[Dataset entries]
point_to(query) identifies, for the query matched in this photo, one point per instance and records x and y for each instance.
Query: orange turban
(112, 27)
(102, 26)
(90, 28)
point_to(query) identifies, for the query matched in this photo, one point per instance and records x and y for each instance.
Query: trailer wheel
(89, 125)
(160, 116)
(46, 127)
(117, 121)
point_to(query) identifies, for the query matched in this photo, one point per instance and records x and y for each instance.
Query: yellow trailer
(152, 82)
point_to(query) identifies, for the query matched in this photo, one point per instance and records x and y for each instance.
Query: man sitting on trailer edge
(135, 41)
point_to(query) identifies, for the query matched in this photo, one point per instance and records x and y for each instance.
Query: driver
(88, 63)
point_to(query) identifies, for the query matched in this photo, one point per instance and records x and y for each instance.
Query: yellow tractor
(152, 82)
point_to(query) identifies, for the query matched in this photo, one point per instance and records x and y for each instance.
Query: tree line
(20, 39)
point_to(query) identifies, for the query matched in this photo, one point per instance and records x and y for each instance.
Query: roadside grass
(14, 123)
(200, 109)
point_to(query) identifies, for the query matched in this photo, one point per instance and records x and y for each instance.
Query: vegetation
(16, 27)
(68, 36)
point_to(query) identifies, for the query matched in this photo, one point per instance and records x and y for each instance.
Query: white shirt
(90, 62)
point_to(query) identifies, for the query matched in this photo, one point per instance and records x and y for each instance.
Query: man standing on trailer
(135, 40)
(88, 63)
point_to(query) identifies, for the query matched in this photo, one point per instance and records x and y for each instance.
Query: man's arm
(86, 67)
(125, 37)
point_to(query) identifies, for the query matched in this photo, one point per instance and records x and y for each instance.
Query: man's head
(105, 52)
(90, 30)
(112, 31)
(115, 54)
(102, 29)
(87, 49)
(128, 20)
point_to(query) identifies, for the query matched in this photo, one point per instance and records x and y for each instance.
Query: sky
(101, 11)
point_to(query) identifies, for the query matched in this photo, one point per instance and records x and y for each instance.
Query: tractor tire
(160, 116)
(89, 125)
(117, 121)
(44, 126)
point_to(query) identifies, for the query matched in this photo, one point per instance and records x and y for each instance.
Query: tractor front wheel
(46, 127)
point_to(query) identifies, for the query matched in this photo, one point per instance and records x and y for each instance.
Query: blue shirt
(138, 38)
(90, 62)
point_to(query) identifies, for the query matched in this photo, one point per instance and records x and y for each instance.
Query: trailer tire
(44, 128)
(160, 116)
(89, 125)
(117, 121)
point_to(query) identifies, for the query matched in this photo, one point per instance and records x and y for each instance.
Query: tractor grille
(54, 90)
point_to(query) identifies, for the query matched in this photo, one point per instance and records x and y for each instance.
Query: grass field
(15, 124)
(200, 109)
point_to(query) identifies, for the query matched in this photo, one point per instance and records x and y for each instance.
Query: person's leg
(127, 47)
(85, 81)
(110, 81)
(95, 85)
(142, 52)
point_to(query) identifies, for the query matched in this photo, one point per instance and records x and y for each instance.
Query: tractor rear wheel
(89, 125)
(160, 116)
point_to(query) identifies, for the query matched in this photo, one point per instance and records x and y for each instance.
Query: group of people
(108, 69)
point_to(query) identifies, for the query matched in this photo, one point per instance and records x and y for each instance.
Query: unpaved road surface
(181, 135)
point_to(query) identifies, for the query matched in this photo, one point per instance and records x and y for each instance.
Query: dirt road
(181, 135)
--
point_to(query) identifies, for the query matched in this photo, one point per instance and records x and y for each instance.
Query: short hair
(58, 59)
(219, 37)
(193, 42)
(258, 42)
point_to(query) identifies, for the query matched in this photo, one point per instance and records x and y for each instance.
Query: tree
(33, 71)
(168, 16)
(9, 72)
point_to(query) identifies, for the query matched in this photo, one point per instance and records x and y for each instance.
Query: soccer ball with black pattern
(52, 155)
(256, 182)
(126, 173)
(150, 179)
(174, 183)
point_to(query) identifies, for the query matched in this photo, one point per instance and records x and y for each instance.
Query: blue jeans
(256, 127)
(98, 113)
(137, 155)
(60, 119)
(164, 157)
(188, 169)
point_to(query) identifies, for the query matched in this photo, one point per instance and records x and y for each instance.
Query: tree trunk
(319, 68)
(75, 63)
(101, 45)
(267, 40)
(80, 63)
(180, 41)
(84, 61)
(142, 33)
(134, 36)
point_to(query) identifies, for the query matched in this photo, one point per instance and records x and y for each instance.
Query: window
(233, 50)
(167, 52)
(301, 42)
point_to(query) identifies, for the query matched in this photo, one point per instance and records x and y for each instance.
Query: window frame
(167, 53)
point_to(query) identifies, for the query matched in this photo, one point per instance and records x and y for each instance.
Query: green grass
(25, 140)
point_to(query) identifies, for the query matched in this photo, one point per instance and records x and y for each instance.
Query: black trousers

Exercise prompt
From the data above, output only the lines between the line containing "Query: green grass" and the line containing "Query: black trousers", inclusive, exactly as written.

Solution
Query: green grass
(25, 140)
point_to(query) identifies, for the query matched in this photo, one point per instance and records x and y for each instance.
Query: black trousers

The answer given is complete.